What this task involves:
In the copy, include every entry exactly but none of the images.

Excerpts of pointing data
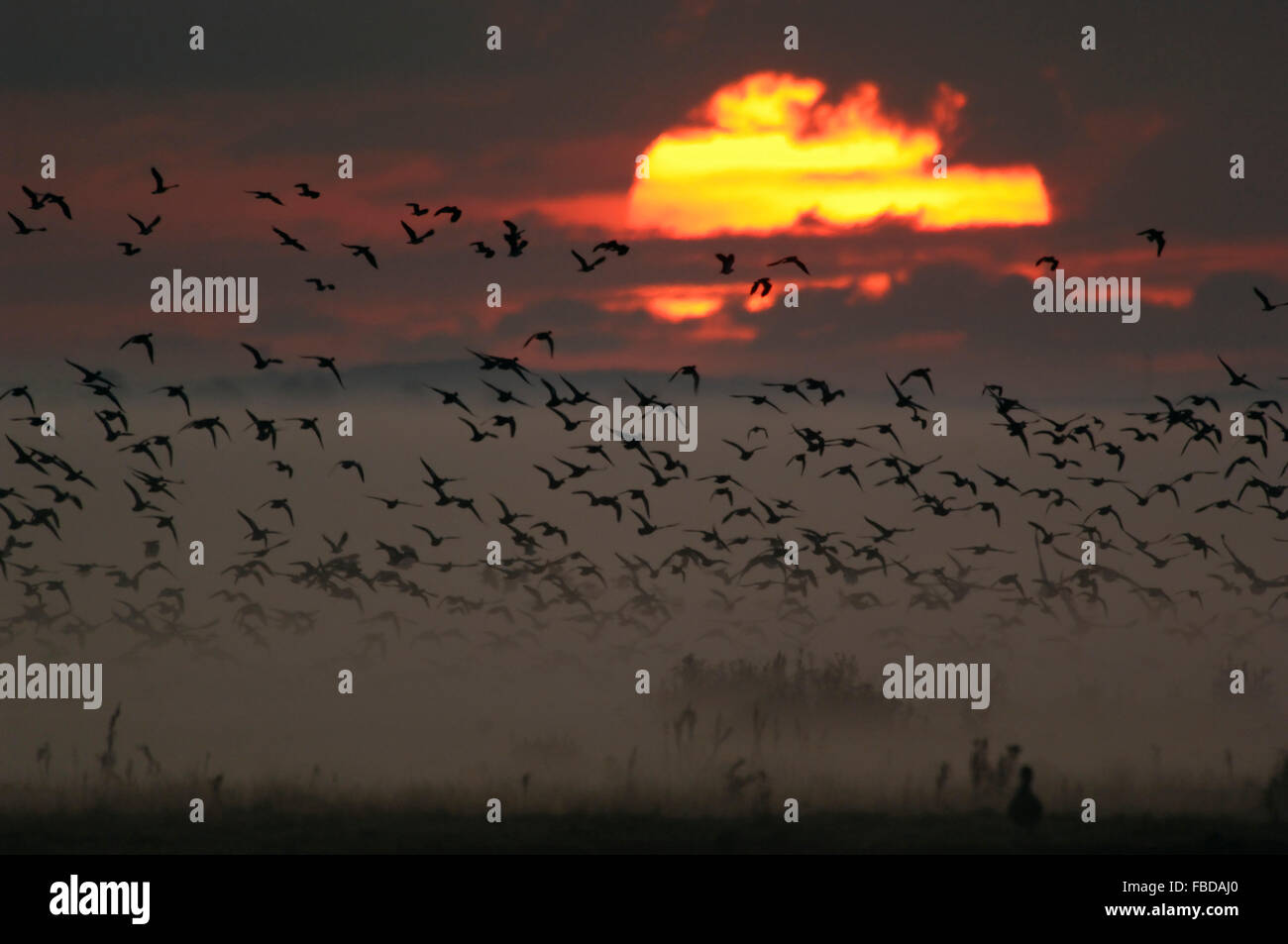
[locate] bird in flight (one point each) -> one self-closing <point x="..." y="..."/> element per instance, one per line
<point x="1236" y="378"/>
<point x="794" y="261"/>
<point x="365" y="252"/>
<point x="287" y="240"/>
<point x="176" y="391"/>
<point x="1154" y="236"/>
<point x="24" y="228"/>
<point x="587" y="266"/>
<point x="690" y="371"/>
<point x="412" y="240"/>
<point x="923" y="372"/>
<point x="1265" y="301"/>
<point x="261" y="361"/>
<point x="161" y="187"/>
<point x="60" y="202"/>
<point x="146" y="340"/>
<point x="542" y="336"/>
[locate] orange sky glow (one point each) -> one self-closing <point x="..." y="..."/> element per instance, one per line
<point x="767" y="153"/>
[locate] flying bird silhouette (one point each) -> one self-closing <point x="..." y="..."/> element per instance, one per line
<point x="1265" y="301"/>
<point x="793" y="261"/>
<point x="1154" y="236"/>
<point x="542" y="336"/>
<point x="587" y="266"/>
<point x="160" y="183"/>
<point x="287" y="240"/>
<point x="261" y="361"/>
<point x="365" y="252"/>
<point x="412" y="240"/>
<point x="146" y="340"/>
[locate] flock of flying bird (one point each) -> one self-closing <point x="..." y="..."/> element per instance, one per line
<point x="1073" y="487"/>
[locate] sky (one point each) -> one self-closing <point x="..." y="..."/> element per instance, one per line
<point x="822" y="153"/>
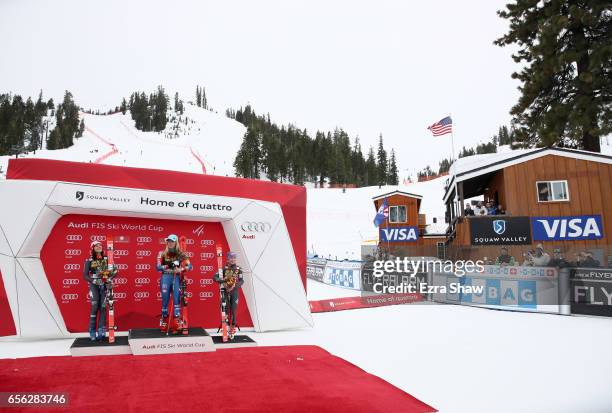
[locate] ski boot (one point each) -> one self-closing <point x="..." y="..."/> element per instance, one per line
<point x="163" y="324"/>
<point x="101" y="334"/>
<point x="177" y="325"/>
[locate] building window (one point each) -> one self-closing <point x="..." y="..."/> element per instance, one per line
<point x="397" y="214"/>
<point x="551" y="191"/>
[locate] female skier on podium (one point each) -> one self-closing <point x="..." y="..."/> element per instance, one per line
<point x="171" y="262"/>
<point x="233" y="280"/>
<point x="98" y="274"/>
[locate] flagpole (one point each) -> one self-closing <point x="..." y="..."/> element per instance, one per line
<point x="452" y="141"/>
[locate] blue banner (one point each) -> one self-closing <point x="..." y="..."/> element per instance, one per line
<point x="399" y="234"/>
<point x="577" y="227"/>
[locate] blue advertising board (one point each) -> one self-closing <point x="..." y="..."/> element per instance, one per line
<point x="576" y="227"/>
<point x="399" y="234"/>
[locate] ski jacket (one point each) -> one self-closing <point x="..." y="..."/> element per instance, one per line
<point x="167" y="263"/>
<point x="97" y="269"/>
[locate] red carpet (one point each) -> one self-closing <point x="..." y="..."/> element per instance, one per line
<point x="274" y="379"/>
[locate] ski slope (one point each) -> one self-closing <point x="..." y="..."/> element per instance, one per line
<point x="458" y="359"/>
<point x="210" y="140"/>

Task answer:
[locate] bird in flight (one point each) -> one self-closing <point x="..." y="..."/> element per instance, one per line
<point x="1236" y="378"/>
<point x="794" y="261"/>
<point x="365" y="252"/>
<point x="287" y="240"/>
<point x="176" y="391"/>
<point x="1154" y="236"/>
<point x="24" y="228"/>
<point x="587" y="266"/>
<point x="690" y="371"/>
<point x="412" y="240"/>
<point x="923" y="372"/>
<point x="1265" y="301"/>
<point x="261" y="361"/>
<point x="161" y="187"/>
<point x="60" y="202"/>
<point x="146" y="340"/>
<point x="542" y="336"/>
[locate] orange sky glow (one point each) -> one self-closing <point x="..." y="..."/> element per instance, one per line
<point x="767" y="153"/>
[locate] flying bird silhouette (one point each) -> one self-closing <point x="..." y="..."/> element per instance, one per line
<point x="1265" y="301"/>
<point x="793" y="261"/>
<point x="1154" y="236"/>
<point x="542" y="336"/>
<point x="587" y="266"/>
<point x="160" y="183"/>
<point x="287" y="240"/>
<point x="261" y="361"/>
<point x="365" y="252"/>
<point x="412" y="240"/>
<point x="146" y="340"/>
[locate] flock of flying bird (one point each) -> one self-closing <point x="..." y="..."/> element per instance, one per line
<point x="1073" y="487"/>
[locate] sky (one point each) -> one self-closing <point x="..." y="..."/> element per instance, one per line
<point x="822" y="153"/>
[locate] ski boot (one point each) -> one self-closing <point x="..." y="..."/> element per instance, one per line
<point x="163" y="324"/>
<point x="101" y="334"/>
<point x="177" y="325"/>
[locate] building window (one point each) -> one self-closing <point x="..." y="..."/> element per instance, one per line
<point x="397" y="214"/>
<point x="551" y="191"/>
[locate] female skier on podium (one point each) -> one self-closing <point x="..." y="..."/> element per instance, one per line
<point x="171" y="262"/>
<point x="233" y="280"/>
<point x="98" y="274"/>
[locate] flagpole (one point each) -> one self-closing <point x="..." y="..."/> element per instance, one per line
<point x="452" y="141"/>
[locate] blue banner (one point each) -> one self-closing <point x="..." y="..."/> element per instance, one per line
<point x="399" y="234"/>
<point x="577" y="227"/>
[locate] blue advertising board (one point each) -> one self-closing <point x="..." y="..."/> element per instance, one per line
<point x="576" y="227"/>
<point x="399" y="234"/>
[locate] ski jacket (one point each) -> one self-closing <point x="..." y="..."/> element per instance, one per line
<point x="167" y="263"/>
<point x="97" y="269"/>
[locate] red carpet (one point each) -> one self-closing <point x="..." y="..."/> element per instance, one per line
<point x="274" y="379"/>
[locate] ski slope (one point each) -> one self-closing <point x="..." y="..."/> element per instance, one per line
<point x="458" y="359"/>
<point x="210" y="140"/>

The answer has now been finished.